TASK DIRECTIONS:
Write out again, exactly, the lines below starting at the one with "Mark the berry" and ending at the one with "Mark the thin".

Segment Start: STORED DATA

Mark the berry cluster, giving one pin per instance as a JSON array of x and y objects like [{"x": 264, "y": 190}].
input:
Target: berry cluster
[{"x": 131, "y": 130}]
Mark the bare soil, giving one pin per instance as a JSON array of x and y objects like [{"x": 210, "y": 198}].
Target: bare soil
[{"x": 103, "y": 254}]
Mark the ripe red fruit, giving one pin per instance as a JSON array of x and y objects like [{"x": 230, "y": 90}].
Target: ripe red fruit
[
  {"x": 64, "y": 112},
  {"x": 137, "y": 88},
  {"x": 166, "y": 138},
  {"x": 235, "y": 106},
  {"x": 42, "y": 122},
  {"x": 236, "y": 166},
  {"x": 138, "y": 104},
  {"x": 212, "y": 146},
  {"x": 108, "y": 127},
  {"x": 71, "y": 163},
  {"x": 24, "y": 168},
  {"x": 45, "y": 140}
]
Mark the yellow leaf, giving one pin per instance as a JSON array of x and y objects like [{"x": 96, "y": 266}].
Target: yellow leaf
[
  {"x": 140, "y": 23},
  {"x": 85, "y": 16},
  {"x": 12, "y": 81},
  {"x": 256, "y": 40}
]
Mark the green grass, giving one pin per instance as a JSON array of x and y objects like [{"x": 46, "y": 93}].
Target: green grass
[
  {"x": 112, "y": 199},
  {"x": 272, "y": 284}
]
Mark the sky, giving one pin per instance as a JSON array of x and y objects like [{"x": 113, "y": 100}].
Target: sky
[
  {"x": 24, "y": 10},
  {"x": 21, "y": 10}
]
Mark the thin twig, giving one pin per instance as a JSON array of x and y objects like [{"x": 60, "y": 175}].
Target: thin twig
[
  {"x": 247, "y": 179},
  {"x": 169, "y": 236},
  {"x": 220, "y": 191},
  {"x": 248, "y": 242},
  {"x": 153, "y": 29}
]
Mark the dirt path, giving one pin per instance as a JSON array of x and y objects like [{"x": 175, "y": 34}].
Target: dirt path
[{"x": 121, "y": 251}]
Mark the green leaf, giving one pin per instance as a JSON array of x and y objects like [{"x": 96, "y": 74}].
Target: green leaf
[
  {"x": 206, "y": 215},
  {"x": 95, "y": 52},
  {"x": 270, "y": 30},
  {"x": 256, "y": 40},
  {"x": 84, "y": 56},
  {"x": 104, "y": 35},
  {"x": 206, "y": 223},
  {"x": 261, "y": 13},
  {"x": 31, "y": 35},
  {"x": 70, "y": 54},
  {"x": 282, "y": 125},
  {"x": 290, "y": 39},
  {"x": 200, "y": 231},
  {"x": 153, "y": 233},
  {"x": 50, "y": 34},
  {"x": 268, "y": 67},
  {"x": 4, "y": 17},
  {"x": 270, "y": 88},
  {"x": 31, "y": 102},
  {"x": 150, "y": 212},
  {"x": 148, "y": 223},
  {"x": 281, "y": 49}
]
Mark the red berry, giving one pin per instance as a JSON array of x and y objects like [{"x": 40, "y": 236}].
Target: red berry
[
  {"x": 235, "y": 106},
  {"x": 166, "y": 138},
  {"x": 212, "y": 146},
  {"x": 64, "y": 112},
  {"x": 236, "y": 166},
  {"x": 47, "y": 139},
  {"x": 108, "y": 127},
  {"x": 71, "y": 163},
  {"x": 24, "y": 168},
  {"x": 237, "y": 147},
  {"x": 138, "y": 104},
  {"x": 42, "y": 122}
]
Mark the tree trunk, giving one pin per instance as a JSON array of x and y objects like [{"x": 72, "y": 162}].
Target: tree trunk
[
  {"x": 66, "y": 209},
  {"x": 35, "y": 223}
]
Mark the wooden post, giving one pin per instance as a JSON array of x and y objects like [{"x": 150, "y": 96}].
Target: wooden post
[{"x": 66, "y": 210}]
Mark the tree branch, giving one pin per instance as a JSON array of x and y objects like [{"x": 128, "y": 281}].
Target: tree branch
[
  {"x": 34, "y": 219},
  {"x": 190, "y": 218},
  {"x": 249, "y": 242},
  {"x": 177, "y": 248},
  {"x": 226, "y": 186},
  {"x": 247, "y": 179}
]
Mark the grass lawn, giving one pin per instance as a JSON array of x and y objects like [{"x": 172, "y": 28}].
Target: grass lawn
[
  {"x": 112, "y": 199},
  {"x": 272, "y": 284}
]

Segment End: STORED DATA
Segment Start: STORED DATA

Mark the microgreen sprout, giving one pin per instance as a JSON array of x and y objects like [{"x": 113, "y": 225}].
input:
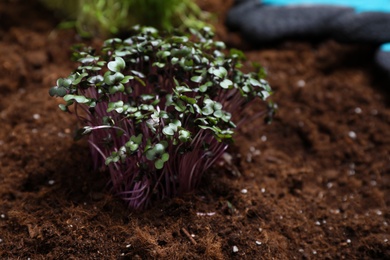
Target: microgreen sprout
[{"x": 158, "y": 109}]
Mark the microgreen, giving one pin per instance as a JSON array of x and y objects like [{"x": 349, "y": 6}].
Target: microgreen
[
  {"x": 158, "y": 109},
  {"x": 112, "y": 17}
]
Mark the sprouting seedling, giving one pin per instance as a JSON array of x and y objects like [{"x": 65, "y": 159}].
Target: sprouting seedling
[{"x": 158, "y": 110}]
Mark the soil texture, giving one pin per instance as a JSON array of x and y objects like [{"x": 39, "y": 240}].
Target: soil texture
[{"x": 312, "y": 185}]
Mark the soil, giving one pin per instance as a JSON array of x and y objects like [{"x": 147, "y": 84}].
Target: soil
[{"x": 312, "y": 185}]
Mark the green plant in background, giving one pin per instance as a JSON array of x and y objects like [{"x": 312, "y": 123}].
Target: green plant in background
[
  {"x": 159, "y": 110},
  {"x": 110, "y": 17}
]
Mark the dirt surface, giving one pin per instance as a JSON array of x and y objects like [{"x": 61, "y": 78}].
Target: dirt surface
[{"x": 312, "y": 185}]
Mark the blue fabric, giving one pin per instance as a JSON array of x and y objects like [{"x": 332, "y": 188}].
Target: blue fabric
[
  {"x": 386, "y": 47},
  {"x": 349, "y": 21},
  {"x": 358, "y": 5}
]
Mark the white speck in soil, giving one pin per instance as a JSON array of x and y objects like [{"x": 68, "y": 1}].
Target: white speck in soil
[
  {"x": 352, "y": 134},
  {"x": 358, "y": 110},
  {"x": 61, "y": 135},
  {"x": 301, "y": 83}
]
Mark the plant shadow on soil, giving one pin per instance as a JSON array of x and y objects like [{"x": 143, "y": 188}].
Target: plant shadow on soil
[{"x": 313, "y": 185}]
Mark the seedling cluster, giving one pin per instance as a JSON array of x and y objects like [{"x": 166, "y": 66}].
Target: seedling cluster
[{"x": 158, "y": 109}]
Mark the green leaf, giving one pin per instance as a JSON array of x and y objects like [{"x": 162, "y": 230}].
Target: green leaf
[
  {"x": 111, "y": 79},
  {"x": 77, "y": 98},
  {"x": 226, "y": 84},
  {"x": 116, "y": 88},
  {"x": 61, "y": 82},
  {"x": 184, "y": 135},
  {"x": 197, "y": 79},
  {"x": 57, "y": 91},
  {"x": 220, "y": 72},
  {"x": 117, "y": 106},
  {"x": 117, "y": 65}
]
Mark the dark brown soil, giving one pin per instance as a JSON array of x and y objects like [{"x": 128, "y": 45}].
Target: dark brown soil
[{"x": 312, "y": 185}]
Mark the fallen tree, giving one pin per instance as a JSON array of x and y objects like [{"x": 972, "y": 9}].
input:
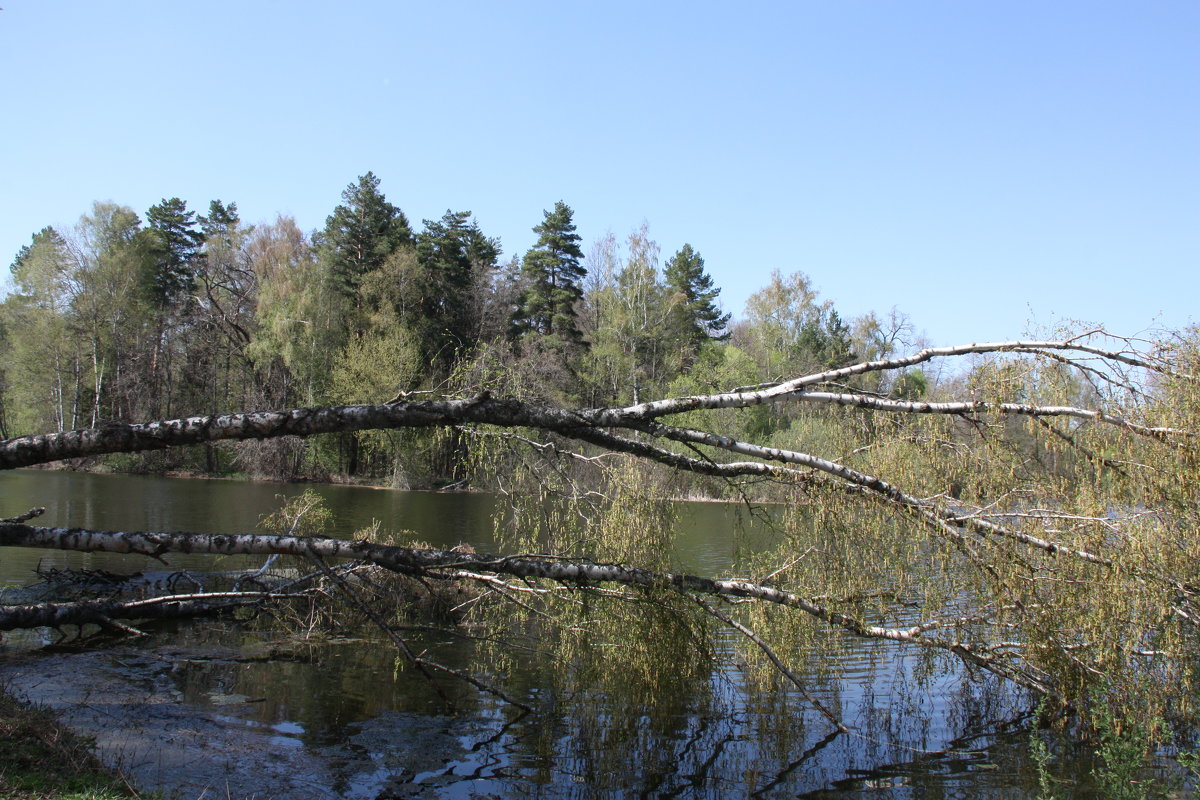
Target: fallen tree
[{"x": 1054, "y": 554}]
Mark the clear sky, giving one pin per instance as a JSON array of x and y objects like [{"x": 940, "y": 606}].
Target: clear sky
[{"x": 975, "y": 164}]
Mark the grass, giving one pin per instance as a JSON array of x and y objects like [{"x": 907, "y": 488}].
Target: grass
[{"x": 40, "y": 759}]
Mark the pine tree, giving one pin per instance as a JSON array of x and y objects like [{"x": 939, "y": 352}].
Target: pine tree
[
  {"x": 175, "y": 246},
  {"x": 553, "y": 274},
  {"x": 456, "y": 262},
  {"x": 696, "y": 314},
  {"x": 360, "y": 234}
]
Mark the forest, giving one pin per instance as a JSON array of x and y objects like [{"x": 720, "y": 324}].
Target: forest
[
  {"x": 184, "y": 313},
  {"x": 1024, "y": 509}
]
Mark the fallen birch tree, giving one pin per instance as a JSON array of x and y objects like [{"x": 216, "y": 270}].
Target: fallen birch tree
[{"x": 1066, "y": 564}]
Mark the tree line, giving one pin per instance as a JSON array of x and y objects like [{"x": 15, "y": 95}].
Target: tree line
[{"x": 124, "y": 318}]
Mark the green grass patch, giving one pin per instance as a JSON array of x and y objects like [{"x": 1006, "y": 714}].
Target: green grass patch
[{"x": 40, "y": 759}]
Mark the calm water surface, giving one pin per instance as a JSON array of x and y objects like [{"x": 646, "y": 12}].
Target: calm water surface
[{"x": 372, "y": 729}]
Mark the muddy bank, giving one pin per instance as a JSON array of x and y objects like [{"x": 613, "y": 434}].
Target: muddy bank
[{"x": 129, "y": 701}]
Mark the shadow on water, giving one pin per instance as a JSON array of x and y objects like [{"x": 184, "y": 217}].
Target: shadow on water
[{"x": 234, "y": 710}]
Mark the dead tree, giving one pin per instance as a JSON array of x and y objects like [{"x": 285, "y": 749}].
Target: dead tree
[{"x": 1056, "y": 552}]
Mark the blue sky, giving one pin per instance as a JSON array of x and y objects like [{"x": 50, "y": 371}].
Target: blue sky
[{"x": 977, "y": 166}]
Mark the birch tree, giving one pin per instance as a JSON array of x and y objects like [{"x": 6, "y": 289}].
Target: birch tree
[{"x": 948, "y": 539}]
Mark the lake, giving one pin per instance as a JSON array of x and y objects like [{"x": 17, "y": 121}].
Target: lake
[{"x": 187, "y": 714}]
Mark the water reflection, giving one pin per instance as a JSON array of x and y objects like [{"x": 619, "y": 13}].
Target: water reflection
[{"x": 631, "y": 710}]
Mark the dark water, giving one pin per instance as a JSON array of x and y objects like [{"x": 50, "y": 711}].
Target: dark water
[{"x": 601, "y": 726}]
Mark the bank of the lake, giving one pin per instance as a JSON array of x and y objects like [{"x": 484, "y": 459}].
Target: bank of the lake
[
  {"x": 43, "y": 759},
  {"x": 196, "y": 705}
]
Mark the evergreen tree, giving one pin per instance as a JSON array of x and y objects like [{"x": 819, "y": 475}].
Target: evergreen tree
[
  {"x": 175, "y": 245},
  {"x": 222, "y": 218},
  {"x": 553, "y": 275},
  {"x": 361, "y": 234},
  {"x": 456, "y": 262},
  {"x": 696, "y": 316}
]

Segment End: STORED DATA

TASK ANSWER:
Mark the berry cluster, giving one pin per instance as a JSON array of x and y objects like [{"x": 264, "y": 190}].
input:
Target: berry cluster
[{"x": 131, "y": 130}]
Mark the bare soil, giving one pin per instance as a JSON array of x and y objects like [{"x": 210, "y": 198}].
Target: bare soil
[{"x": 103, "y": 254}]
Mark the ripe red fruit, giving one pin per instance as a JSON array of x and y objects like [{"x": 230, "y": 90}].
Target: ripe red fruit
[
  {"x": 64, "y": 112},
  {"x": 137, "y": 88},
  {"x": 166, "y": 138},
  {"x": 235, "y": 106},
  {"x": 42, "y": 122},
  {"x": 236, "y": 166},
  {"x": 138, "y": 104},
  {"x": 212, "y": 146},
  {"x": 108, "y": 127},
  {"x": 71, "y": 163},
  {"x": 24, "y": 168},
  {"x": 45, "y": 140}
]
Mark the yellow leaf, giving one pin per instance as a JSON array of x and y objects like [{"x": 96, "y": 266}].
Target: yellow leaf
[
  {"x": 140, "y": 23},
  {"x": 85, "y": 16},
  {"x": 12, "y": 81},
  {"x": 256, "y": 40}
]
Mark the green grass, giving one pin per instance as a JSON array of x and y objects like [{"x": 46, "y": 93}].
Target: green grass
[
  {"x": 112, "y": 199},
  {"x": 272, "y": 284}
]
Mark the sky, giving one pin per instance as a JSON array of x and y objects like [{"x": 113, "y": 100}].
Target: sky
[
  {"x": 24, "y": 10},
  {"x": 21, "y": 10}
]
Mark the thin twig, giving one pin per instance as a JSON array of x and y objects like [{"x": 60, "y": 175}].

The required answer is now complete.